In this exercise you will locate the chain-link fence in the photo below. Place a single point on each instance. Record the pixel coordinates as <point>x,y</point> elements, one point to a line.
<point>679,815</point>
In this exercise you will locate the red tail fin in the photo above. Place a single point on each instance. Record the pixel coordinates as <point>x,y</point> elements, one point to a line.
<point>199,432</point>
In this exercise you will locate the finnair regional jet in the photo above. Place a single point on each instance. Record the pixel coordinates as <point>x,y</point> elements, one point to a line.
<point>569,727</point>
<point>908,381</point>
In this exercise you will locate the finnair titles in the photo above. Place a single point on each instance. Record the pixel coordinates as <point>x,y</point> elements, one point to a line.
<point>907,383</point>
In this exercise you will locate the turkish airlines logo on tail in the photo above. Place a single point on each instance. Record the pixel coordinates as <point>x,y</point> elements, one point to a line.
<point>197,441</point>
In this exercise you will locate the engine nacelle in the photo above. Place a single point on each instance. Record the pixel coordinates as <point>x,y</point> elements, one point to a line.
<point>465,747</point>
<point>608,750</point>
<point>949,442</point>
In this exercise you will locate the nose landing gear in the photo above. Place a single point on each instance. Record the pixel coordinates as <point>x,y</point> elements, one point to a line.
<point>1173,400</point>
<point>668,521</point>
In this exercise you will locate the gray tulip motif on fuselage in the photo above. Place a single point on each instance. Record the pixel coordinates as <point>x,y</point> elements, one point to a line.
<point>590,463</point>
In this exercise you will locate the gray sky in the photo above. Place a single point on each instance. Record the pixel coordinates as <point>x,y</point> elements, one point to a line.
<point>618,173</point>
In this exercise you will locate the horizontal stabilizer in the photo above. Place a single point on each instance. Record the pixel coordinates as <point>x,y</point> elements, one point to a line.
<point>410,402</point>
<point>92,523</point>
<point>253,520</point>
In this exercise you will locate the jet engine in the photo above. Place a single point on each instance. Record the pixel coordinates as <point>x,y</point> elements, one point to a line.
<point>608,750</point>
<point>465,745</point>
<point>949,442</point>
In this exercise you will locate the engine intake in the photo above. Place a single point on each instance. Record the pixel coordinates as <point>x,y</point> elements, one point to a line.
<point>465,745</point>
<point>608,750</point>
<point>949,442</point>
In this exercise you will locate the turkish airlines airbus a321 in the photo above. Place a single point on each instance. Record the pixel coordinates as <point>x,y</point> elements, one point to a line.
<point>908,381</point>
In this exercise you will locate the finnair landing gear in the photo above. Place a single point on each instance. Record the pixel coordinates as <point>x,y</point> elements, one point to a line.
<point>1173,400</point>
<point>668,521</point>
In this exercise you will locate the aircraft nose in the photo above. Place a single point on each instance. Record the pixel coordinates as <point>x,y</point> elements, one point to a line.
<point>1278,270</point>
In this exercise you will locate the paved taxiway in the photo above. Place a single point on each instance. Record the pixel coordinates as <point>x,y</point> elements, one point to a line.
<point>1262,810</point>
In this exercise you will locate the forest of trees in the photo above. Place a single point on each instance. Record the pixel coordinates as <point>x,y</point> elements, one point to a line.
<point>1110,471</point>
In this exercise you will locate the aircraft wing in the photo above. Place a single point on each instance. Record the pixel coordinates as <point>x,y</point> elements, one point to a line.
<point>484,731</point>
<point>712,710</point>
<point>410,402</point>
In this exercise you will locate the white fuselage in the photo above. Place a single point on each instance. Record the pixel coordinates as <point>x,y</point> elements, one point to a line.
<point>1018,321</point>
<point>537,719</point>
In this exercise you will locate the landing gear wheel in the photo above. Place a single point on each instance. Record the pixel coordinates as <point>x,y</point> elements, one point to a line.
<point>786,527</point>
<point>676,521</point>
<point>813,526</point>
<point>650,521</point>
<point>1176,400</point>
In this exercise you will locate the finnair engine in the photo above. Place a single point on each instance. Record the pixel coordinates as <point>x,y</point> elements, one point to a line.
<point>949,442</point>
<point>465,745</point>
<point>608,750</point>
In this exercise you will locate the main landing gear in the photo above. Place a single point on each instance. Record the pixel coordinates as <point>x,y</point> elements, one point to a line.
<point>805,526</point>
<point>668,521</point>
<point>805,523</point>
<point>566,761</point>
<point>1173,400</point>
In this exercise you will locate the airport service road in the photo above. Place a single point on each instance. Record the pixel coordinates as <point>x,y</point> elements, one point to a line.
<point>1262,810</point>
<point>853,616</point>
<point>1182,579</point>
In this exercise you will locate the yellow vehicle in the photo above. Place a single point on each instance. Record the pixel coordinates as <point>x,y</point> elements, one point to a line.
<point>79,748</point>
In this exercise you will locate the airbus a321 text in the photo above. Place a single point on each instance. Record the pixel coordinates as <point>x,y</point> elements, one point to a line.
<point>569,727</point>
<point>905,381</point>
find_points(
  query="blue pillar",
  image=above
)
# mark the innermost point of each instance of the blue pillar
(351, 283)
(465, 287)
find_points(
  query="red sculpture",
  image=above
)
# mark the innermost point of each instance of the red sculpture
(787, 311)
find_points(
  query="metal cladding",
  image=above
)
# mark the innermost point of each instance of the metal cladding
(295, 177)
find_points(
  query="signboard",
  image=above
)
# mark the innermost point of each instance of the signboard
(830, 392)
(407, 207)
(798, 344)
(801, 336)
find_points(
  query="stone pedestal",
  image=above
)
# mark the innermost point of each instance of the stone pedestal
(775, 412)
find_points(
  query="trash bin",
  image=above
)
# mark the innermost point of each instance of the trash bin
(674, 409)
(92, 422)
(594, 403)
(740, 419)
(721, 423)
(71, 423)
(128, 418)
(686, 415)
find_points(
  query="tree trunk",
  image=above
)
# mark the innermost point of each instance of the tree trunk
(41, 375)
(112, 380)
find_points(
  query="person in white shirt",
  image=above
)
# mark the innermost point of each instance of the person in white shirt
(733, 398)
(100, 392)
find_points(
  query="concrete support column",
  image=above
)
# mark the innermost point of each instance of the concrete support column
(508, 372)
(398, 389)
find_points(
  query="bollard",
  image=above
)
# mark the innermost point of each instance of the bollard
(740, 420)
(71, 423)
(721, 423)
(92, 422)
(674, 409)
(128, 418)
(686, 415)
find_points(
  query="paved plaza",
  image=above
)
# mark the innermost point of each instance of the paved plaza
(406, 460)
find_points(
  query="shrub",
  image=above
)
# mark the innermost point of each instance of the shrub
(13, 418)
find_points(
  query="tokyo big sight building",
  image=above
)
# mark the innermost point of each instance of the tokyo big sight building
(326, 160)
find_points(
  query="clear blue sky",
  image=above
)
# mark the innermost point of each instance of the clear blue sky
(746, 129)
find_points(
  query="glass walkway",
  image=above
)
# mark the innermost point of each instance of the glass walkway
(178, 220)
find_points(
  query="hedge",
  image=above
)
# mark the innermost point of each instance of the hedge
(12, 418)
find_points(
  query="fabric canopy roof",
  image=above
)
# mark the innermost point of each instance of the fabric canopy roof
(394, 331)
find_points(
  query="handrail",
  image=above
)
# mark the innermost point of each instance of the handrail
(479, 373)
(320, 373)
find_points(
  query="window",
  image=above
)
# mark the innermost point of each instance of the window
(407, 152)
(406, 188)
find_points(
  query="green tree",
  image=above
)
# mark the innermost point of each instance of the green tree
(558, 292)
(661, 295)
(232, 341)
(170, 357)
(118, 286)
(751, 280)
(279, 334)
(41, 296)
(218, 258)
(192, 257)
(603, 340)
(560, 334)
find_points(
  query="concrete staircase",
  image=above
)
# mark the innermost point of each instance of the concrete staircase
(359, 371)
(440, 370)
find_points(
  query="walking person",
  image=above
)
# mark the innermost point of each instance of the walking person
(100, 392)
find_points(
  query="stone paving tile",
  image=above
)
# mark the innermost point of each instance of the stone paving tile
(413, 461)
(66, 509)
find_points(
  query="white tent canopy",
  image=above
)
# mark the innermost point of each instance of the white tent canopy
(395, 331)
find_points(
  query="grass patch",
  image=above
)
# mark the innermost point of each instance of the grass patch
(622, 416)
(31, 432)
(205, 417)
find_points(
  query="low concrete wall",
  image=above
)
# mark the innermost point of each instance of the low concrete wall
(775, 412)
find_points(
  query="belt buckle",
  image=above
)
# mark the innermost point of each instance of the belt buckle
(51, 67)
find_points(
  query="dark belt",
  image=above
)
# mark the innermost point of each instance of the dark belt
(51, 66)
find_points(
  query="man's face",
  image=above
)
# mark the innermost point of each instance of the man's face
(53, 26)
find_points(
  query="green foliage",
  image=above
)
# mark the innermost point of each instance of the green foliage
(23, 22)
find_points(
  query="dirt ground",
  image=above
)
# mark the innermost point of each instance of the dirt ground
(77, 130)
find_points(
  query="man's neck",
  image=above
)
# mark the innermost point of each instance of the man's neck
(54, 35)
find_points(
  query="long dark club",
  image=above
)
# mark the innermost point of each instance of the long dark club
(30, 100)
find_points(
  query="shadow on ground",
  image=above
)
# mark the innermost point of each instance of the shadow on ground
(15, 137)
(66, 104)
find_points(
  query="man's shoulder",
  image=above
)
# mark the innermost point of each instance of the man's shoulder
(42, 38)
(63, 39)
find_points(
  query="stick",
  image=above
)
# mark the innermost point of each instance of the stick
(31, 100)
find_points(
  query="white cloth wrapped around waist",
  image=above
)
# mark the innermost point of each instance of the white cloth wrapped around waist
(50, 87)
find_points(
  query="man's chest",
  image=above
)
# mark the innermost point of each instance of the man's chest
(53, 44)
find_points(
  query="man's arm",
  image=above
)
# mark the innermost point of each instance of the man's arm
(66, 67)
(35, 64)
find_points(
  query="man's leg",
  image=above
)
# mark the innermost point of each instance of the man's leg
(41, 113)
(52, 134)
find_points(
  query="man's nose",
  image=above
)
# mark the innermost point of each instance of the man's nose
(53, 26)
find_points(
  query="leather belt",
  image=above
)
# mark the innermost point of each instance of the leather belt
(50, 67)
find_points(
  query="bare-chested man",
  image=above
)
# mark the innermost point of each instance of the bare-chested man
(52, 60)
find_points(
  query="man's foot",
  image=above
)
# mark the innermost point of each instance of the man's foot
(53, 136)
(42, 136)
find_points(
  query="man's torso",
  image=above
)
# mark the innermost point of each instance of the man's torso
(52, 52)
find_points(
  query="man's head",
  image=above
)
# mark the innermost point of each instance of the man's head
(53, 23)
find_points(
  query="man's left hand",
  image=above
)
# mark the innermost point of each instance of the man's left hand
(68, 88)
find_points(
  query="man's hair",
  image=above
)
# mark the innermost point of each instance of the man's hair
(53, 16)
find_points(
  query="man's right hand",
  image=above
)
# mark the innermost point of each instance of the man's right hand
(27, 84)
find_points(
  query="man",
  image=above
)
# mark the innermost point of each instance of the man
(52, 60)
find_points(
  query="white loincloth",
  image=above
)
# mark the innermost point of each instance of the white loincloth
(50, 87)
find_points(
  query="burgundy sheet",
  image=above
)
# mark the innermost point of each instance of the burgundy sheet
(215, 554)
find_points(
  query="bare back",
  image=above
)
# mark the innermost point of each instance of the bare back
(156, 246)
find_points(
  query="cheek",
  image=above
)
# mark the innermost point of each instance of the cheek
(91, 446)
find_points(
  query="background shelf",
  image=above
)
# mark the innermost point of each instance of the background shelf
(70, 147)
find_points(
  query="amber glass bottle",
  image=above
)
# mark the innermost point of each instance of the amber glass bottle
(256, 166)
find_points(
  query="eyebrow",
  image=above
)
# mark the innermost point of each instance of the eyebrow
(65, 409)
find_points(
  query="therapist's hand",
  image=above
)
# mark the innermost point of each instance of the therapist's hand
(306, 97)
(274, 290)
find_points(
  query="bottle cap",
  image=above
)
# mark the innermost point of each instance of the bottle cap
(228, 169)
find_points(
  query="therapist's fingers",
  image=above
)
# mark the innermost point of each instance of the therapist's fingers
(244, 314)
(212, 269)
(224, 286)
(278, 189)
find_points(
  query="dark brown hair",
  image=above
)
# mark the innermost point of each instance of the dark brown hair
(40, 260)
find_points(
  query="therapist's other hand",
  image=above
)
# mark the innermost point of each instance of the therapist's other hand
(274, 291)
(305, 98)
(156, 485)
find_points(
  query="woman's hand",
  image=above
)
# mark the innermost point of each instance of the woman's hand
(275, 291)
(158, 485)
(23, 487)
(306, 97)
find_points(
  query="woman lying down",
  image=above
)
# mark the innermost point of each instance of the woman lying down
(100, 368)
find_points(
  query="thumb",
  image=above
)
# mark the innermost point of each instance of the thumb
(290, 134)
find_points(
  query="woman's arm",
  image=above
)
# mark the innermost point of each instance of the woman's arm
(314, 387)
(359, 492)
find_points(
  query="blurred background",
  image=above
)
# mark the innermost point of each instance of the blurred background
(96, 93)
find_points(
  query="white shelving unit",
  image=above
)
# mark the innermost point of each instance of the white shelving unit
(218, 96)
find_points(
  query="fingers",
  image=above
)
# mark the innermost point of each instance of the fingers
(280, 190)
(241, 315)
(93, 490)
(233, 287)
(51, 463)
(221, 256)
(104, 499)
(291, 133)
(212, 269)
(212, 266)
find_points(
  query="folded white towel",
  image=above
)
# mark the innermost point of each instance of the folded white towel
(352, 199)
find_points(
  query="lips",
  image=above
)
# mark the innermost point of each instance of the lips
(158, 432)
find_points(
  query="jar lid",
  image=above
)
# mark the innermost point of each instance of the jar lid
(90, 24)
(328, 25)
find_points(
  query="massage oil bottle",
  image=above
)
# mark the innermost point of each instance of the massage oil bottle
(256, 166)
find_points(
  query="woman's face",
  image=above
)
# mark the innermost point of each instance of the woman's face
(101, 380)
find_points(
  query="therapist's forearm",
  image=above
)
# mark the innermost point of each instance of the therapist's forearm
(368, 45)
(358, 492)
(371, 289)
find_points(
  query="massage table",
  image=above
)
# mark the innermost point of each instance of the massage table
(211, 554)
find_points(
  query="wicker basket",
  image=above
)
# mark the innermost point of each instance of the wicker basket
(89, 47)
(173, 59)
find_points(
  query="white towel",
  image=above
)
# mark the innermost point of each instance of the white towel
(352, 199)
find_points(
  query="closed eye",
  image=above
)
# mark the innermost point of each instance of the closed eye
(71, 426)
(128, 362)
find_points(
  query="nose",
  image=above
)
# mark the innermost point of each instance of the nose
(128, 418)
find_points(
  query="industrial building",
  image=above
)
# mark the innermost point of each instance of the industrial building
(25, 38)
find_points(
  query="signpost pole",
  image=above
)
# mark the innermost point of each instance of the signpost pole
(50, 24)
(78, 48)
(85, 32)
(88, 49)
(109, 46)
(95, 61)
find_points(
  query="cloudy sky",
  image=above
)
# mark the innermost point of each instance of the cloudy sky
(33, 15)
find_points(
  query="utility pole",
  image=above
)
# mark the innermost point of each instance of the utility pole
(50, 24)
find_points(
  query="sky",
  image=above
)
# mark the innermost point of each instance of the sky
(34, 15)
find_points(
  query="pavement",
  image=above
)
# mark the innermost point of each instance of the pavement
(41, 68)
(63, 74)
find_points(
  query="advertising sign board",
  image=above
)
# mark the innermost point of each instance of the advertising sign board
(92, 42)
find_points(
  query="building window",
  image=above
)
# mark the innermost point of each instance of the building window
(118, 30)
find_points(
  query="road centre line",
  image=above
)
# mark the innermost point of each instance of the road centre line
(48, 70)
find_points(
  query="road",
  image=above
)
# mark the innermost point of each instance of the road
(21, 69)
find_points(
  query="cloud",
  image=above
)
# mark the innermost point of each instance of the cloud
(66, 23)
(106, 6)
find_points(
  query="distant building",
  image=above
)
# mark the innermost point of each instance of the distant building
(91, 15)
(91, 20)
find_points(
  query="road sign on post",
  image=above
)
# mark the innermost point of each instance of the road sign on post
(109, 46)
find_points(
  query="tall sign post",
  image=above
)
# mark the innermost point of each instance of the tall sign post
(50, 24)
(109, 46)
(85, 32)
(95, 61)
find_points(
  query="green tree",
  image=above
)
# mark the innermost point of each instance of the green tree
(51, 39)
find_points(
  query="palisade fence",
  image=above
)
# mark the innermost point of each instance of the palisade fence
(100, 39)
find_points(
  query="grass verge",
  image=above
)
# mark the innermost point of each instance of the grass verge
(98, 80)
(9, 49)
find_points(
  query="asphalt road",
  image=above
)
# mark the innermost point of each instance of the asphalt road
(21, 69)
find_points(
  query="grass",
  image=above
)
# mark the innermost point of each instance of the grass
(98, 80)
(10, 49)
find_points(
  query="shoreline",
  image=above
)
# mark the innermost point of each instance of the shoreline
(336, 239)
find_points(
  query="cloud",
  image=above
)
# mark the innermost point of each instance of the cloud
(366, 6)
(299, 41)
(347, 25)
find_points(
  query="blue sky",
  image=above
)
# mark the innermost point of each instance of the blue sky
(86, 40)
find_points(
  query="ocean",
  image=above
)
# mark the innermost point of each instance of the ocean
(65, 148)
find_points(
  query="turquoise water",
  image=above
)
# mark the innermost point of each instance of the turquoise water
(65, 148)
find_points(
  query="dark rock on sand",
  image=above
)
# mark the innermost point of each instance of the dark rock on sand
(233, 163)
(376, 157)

» THE EXERCISE
Retype the part of the items that opens with the line containing "In this exercise you will locate the red" and closes with the line containing "<point>253,520</point>", both lines included.

» OUTPUT OF THE TASK
In this exercise you will locate the red tail fin in the photo above. Place a single point on each instance. Record the pixel coordinates as <point>x,y</point> elements, one point to a line.
<point>199,432</point>
In this exercise you will locate the finnair regional jet in the photo above. Place a single point on each instance. Record the pixel coordinates as <point>x,y</point> elements, one point to a line.
<point>569,727</point>
<point>908,381</point>
In this exercise you will locate the finnair titles in the photo above. Place a single point on each instance. Record the pixel coordinates as <point>x,y</point> elements, one point to a line.
<point>907,383</point>
In this exercise you will locate the turkish airlines logo on tail in the photo above. Place a single point on each instance. Record the pixel coordinates as <point>x,y</point> elements, one point to a line.
<point>197,441</point>
In this exercise you will locate the engine nacelle in the photo above. Place a single point on each instance. Record the pixel coordinates as <point>x,y</point> elements, one point to a line.
<point>465,747</point>
<point>608,750</point>
<point>949,442</point>
In this exercise you will locate the nose landing gear in the photo above. Place a single point on each instance. Record the pixel coordinates as <point>x,y</point> elements, one point to a line.
<point>1173,400</point>
<point>668,521</point>
In this exercise you will locate the gray tulip motif on fuselage in the photo above. Place a single point on each instance. Record the pixel coordinates as <point>x,y</point> elements, one point to a line.
<point>590,463</point>
In this exercise you will locate the gray sky in the photo above. Place a single point on each instance. Record the pixel coordinates as <point>x,y</point> elements, one point to a line.
<point>618,173</point>
In this exercise you will locate the horizontal stabilizer in the photo above. Place a single point on each instance. Record the pixel coordinates as <point>x,y</point> elements, one point to a line.
<point>410,402</point>
<point>92,523</point>
<point>253,520</point>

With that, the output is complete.